◆ Tasks to complete:
1. Answer these from the blog post about Facebook addiction:
(a) What date appears on the post?
(b) Around what time does the writer think Facebook became essential to them?
(c) What does the writer call the worst part about the Face?
2. Reproduce the passage of the blog post about Facebook addiction that opens with the words "I'm trying to" and closes with "bundle of neuroses.".

◆ Selected excerpt:
═══

Friday, March 27, 2009

Facing Facts

I'm trying to pinpoint the exact moment Facebook became an essential part of my existence. When did I start to believe that I could not function on a daily basis without it?

Probably around the time I stopped working and moved back in with my mom. (Sigh) So, by my own admission, addiction to the Face increases exponentially in relation to having nothing better to do. It's
a direct proportionality:

Facebook Addiction = No Life

Sobering.

Makes sense, though. Facebook serves as the perfect substitute for the real thing. You have people, social interaction, music, pictures, vibrating hamsters, even happy hour -- a typical Friday night for most of us, except this one exists between you and a computer screen. And that's not even the worst part. The worst part about the Face is that it turns you into a jittery, insecure bundle of neuroses.

═══

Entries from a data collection
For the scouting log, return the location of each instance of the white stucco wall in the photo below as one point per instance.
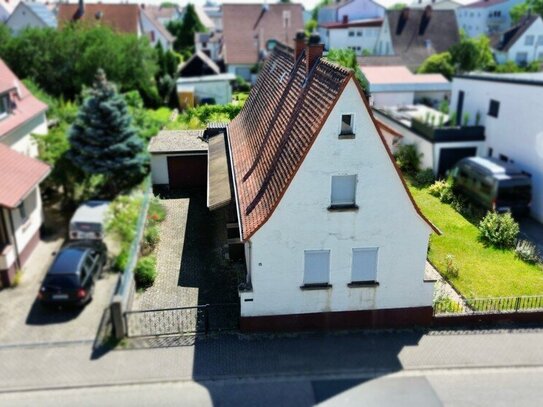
(364, 38)
(21, 18)
(385, 219)
(534, 51)
(517, 132)
(360, 9)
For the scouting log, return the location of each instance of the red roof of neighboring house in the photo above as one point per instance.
(374, 22)
(243, 24)
(20, 175)
(276, 128)
(120, 17)
(398, 74)
(25, 105)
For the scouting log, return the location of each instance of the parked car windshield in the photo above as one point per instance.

═══

◆ Answers given:
1.
(a) Friday, March 27, 2009
(b) Probably around the time the writer stopped working and moved back in with their mom.
(c) It turns you into a jittery, insecure bundle of neuroses.

2.
I'm trying to pinpoint the exact moment Facebook became an essential part of my existence. When did I start to believe that I could not function on a daily basis without it?

Probably around the time I stopped working and moved back in with my mom. (Sigh) So, by my own admission, addiction to the Face increases exponentially in relation to having nothing better to do. It's
a direct proportionality:

Facebook Addiction = No Life

Sobering.

Makes sense, though. Facebook serves as the perfect substitute for the real thing. You have people, social interaction, music, pictures, vibrating hamsters, even happy hour -- a typical Friday night for most of us, except this one exists between you and a computer screen. And that's not even the worst part. The worst part about the Face is that it turns you into a jittery, insecure bundle of neuroses.